Count how many lines in the data below contain the string "clicks" with matching case, and reply with that number alone.

▶ RAW DATA:
○ ○ ○

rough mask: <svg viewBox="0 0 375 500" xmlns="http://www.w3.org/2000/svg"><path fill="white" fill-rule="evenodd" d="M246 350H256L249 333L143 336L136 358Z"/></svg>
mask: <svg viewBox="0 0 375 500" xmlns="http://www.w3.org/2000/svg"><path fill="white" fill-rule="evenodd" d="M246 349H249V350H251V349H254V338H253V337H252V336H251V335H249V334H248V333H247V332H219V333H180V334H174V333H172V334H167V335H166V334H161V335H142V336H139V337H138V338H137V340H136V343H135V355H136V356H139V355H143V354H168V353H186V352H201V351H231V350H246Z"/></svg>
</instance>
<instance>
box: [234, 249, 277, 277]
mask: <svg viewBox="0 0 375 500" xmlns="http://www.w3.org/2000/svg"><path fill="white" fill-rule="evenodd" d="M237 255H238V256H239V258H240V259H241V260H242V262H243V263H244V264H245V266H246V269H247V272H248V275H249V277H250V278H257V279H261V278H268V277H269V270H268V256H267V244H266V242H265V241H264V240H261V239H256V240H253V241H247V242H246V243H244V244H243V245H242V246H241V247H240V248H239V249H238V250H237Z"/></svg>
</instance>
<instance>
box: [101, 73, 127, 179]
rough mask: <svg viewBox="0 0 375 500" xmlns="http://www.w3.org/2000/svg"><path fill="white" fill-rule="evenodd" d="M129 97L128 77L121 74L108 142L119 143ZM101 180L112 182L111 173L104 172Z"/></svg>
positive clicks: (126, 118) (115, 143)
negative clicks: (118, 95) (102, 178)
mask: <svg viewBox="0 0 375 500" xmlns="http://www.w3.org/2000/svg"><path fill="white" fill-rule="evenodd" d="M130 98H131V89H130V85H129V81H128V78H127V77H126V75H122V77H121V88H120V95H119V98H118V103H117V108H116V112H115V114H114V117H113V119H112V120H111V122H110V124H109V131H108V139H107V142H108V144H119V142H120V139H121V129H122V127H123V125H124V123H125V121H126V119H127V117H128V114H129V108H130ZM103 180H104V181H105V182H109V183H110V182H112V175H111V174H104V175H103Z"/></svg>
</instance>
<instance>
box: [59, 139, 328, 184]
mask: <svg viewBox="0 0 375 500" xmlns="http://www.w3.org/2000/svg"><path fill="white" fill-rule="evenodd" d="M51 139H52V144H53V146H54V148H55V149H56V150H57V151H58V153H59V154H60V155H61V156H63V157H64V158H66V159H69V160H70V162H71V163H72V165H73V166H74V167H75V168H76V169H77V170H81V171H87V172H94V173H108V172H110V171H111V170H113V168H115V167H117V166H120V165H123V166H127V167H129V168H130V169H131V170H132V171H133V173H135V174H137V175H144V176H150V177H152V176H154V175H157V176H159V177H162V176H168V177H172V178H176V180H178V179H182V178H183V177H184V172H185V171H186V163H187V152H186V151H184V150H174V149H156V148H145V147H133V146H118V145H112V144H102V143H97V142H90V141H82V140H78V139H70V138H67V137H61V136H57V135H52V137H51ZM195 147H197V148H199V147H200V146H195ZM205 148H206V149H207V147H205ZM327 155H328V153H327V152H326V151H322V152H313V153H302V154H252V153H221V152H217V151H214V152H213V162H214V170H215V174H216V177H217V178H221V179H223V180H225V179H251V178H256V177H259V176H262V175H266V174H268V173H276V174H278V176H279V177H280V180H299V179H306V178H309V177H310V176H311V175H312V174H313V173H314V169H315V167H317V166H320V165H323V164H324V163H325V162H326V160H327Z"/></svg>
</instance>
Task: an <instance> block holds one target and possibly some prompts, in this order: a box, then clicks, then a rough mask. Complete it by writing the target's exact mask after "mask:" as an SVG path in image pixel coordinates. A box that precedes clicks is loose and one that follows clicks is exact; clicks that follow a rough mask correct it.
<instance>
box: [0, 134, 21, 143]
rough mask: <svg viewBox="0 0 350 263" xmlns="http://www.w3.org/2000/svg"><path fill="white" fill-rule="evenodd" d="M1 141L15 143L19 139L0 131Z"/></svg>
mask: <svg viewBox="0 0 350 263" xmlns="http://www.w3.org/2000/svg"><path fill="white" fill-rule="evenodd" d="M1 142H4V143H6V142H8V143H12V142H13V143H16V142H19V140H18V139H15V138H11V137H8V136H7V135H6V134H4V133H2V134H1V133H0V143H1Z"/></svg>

○ ○ ○

▶ COMPLETED EXERCISE:
3